__SOURCE EXTRACT__.
---
Then why is this an answer to the question? The question was give a normal which ideally is continued fraction normal or, at minimum, has the same value of this growth statistic. –  David Speyer Feb 15 '11 at 16:43
    
My mistake, question remains open. –  Stanley Yao Xiao Feb 15 '11 at 16:53
    
Ah, I see. The AKS paper does answer the question, and they make an analogy between the number they construct and the Champernowne number. However, their number is NOT the Champernowne number and the notion of base b normality doesn't actually show up in their proof. Link to the paper: ams.org/mathscinet-getitem?mr=602450 –  David Speyer Feb 15 '11 at 18:10

Here is a sort-of-but-not-really explicit answer, following up on Helge's idea. Set $h = e^{\pi^2/(12 \log 2)}$. Recursive define the $b_i$ and $q_i$ as follows: $q_{-2} =1$, $q_{-1}=0$ and $q_i = b_i q_{i-1} + q_{i-2}$. If $q_{i}^{1/i} > h$, then $b_{i+1} = 2$, otherwise, $b_{i+1}=4$. This is clearly a well defined recursion; you can decide whether or not you think the result of this process is explicit.
---
__DIRECTION 1__. Restate word for word the passage of the forum thread that begins at the words "Here is a sort-of-but-not-really" and stops after "process is explicit.".
__DIRECTION 2__. Quote only the lines of the listing that begin at the line containing "the green leaf?" and stop after the line containing "480,222 -> 509,237".

__Stored data entries__.
---
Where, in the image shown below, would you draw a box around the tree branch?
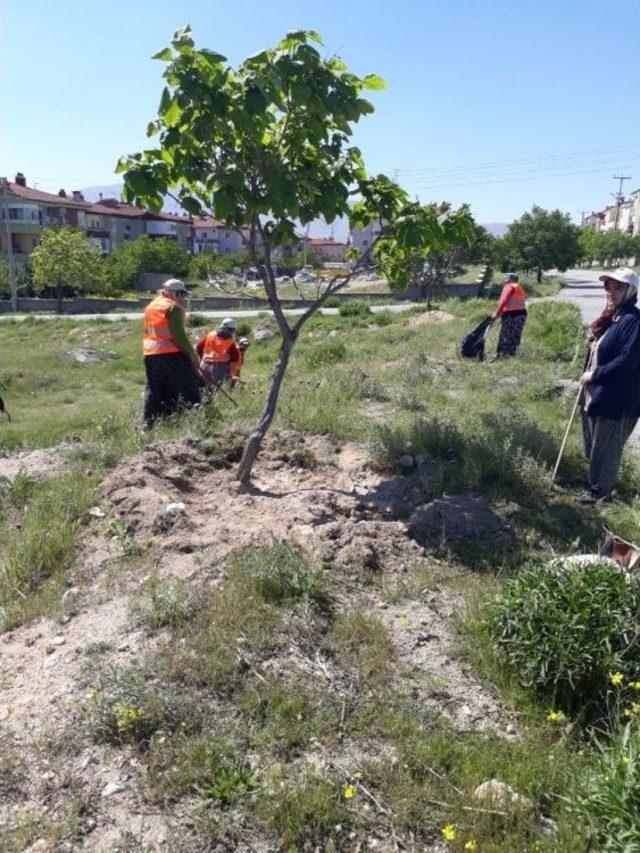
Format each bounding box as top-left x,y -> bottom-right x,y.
257,220 -> 297,337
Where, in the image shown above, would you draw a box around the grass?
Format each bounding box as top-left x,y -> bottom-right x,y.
0,290 -> 640,851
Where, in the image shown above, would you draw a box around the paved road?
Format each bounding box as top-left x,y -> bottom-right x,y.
557,270 -> 605,323
0,302 -> 426,322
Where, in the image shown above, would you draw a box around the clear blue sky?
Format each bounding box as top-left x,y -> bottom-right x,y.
0,0 -> 640,222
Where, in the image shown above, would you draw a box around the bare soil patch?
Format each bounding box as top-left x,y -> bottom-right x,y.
0,445 -> 70,480
409,308 -> 455,327
0,432 -> 515,850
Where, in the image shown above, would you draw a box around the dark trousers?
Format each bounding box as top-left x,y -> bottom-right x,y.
143,352 -> 200,427
498,313 -> 527,358
582,412 -> 638,495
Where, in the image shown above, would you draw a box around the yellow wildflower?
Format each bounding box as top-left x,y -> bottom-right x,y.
113,705 -> 142,732
547,711 -> 566,723
441,823 -> 456,841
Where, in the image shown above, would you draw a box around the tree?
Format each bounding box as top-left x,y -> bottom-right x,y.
496,205 -> 580,282
107,235 -> 191,292
375,202 -> 475,301
29,226 -> 105,314
118,27 -> 406,485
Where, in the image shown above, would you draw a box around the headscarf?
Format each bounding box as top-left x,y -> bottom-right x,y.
589,284 -> 638,343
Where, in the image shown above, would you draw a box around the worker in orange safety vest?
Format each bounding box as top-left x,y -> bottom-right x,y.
230,338 -> 249,385
493,272 -> 527,358
142,278 -> 202,431
196,317 -> 241,385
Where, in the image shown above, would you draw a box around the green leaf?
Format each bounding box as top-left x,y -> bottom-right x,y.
158,86 -> 171,116
151,47 -> 173,62
244,86 -> 267,115
199,48 -> 227,66
362,74 -> 387,91
180,196 -> 202,216
164,101 -> 182,127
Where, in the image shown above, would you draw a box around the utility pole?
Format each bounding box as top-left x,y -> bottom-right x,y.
0,178 -> 18,312
612,175 -> 631,230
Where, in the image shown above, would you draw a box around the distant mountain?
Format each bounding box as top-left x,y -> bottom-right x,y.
480,222 -> 509,237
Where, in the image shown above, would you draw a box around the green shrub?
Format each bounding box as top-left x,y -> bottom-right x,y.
132,577 -> 196,630
304,338 -> 347,368
0,474 -> 93,630
524,302 -> 585,361
371,310 -> 397,326
232,539 -> 329,606
485,560 -> 640,719
324,296 -> 343,308
85,666 -> 196,746
340,299 -> 371,317
566,722 -> 640,853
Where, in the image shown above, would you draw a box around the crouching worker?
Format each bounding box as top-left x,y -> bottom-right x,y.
493,272 -> 527,358
196,317 -> 241,387
142,278 -> 201,431
230,338 -> 249,386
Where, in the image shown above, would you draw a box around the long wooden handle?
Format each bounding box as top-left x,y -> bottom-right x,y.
551,385 -> 582,483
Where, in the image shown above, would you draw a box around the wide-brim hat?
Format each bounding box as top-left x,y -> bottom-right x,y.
160,278 -> 189,295
600,267 -> 638,288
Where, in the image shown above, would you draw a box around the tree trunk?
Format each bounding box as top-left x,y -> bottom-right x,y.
236,331 -> 297,486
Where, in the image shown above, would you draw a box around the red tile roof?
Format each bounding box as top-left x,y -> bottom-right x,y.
9,182 -> 87,208
191,216 -> 226,228
9,182 -> 191,224
309,237 -> 347,248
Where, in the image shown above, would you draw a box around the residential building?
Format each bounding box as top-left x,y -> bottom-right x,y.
309,237 -> 347,261
351,220 -> 382,254
191,216 -> 248,255
0,172 -> 87,255
0,172 -> 192,256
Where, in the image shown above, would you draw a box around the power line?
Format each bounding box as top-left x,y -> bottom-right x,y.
410,165 -> 636,192
399,142 -> 640,175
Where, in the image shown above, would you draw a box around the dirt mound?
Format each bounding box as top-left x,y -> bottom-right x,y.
408,495 -> 516,550
0,432 -> 514,850
409,309 -> 455,326
0,445 -> 70,480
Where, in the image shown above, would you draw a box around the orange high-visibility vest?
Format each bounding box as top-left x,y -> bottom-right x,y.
502,281 -> 527,314
142,295 -> 182,355
229,347 -> 244,376
202,332 -> 235,364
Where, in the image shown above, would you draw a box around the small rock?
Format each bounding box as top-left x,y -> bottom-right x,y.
25,838 -> 53,853
164,501 -> 187,515
472,779 -> 533,812
551,379 -> 580,397
398,453 -> 416,471
102,782 -> 124,797
538,815 -> 558,838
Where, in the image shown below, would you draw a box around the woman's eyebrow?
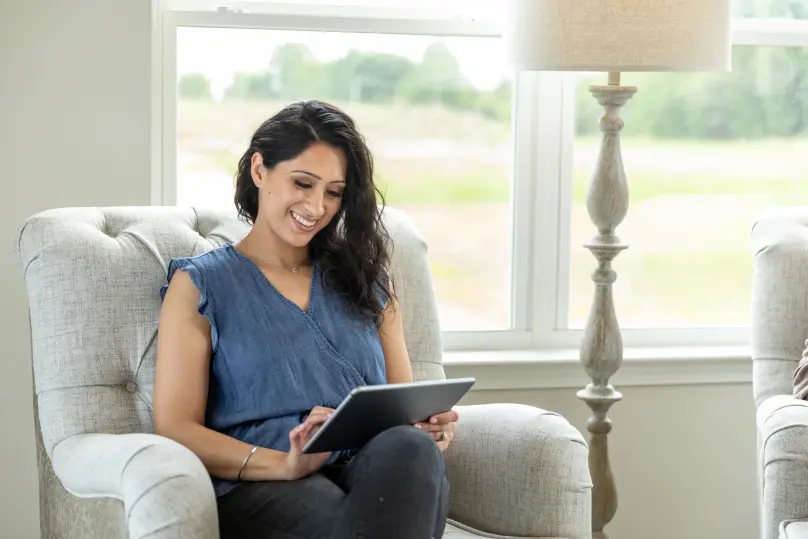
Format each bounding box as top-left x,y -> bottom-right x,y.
292,170 -> 345,183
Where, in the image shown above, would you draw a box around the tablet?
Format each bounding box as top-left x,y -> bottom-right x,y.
303,378 -> 476,453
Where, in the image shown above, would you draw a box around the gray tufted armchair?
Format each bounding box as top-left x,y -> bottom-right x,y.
19,207 -> 591,539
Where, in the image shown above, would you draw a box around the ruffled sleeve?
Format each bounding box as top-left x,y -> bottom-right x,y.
160,258 -> 219,353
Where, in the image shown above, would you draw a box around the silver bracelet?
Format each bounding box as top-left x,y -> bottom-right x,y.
236,445 -> 258,481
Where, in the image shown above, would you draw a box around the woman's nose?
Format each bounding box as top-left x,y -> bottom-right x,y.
305,189 -> 325,219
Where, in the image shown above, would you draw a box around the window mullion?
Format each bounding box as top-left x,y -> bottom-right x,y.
531,72 -> 566,347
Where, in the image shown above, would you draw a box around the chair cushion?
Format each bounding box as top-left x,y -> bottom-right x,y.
18,206 -> 445,456
780,519 -> 808,539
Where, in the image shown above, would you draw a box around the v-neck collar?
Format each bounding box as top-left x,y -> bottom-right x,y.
227,242 -> 317,317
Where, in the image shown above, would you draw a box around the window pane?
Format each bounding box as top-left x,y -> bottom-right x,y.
177,28 -> 512,330
732,0 -> 808,19
569,47 -> 808,327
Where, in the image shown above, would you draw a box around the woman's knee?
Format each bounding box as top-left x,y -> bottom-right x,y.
371,425 -> 443,466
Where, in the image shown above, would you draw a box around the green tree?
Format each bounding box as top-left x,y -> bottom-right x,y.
177,73 -> 212,101
327,50 -> 415,103
224,72 -> 277,100
269,43 -> 329,100
402,42 -> 477,109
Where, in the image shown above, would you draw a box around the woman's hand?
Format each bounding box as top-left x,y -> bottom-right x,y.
415,410 -> 460,453
284,406 -> 334,481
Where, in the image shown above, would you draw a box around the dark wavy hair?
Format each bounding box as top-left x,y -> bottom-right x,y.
235,101 -> 392,326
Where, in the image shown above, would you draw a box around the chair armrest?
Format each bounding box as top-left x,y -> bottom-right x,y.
51,434 -> 219,539
757,395 -> 808,539
446,404 -> 592,539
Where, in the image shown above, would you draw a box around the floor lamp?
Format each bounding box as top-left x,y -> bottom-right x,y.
505,0 -> 731,539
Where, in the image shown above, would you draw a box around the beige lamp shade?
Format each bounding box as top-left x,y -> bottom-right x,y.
505,0 -> 731,72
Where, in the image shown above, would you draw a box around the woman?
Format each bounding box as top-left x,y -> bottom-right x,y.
154,101 -> 457,539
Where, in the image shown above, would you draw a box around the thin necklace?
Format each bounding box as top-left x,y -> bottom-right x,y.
241,241 -> 307,273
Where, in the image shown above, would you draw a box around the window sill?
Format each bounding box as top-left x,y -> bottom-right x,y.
443,347 -> 752,391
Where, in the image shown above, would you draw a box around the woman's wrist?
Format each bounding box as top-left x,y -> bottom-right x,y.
241,447 -> 289,481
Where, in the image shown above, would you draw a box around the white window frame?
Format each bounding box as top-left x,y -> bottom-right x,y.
151,0 -> 808,351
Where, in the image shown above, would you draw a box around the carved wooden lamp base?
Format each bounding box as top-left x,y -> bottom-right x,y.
578,72 -> 637,539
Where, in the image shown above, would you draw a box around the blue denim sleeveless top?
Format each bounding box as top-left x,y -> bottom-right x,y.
160,243 -> 386,496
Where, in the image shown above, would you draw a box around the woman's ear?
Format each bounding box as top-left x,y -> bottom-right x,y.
250,152 -> 266,188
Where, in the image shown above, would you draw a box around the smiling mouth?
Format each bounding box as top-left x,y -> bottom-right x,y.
290,211 -> 317,231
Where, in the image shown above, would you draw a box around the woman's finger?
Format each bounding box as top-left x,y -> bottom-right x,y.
429,410 -> 460,425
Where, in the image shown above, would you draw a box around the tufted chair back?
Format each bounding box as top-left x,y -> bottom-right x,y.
19,207 -> 444,465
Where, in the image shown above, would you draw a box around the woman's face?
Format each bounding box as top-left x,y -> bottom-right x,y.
251,142 -> 346,247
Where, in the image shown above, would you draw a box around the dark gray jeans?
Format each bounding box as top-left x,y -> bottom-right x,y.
218,426 -> 449,539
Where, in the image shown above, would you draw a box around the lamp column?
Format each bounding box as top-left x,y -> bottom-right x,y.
577,72 -> 637,539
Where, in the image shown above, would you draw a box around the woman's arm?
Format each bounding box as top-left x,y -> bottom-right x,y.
154,271 -> 293,481
379,295 -> 412,384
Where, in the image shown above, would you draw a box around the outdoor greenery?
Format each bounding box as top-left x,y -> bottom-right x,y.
178,17 -> 808,329
178,42 -> 808,140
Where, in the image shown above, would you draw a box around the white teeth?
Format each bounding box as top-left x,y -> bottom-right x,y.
292,212 -> 315,228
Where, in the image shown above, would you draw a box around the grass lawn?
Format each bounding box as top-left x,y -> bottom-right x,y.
179,102 -> 808,329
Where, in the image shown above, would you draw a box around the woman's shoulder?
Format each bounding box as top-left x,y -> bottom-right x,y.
167,243 -> 236,280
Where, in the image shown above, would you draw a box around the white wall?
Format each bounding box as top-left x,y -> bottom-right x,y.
0,0 -> 151,539
0,0 -> 757,539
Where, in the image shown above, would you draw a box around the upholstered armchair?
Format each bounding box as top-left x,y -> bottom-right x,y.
19,207 -> 591,539
752,207 -> 808,539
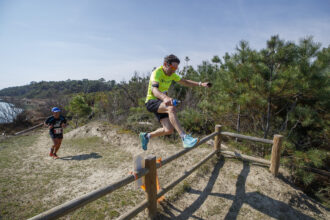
---
__EXERCISE RESULT 1__.
Here is a sort-of-but-not-really explicit answer, following up on Helge's idea. Set $h = e^{\pi^2/(12 \log 2)}$. Recursive define the $b_i$ and $q_i$ as follows: $q_{-2} =1$, $q_{-1}=0$ and $q_i = b_i q_{i-1} + q_{i-2}$. If $q_{i}^{1/i} > h$, then $b_{i+1} = 2$, otherwise, $b_{i+1}=4$. This is clearly a well defined recursion; you can decide whether or not you think the result of this process is explicit.

__EXERCISE RESULT 2__.
Where, in the image shown above, would you draw a box around the green leaf?
Format each bounding box as top-left x,y -> bottom-right x,y.
158,86 -> 171,116
151,47 -> 173,62
244,86 -> 267,115
199,48 -> 227,66
362,74 -> 387,91
180,196 -> 202,216
164,101 -> 182,127
Where, in the image shown above, would you draw a box around the utility pole?
Format each bounding box as top-left x,y -> bottom-right x,y.
0,178 -> 18,312
612,175 -> 631,230
Where, in the image shown above, would you draw a box around the distant mountain?
Format each bounding box as top-left x,y -> bottom-right x,y.
480,222 -> 509,237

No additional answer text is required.